**Supplied material:**
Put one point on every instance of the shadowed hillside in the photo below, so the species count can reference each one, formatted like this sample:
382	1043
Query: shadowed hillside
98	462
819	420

**What you have to do:**
Extract each line from the listing above, please, and repeat it exactly.

**Reply:**
Put one point on every instance of the shadowed hillside in the photo below, so the species count can reference each one, formatted like this sample:
382	1043
Query: shadowed hillside
98	462
819	420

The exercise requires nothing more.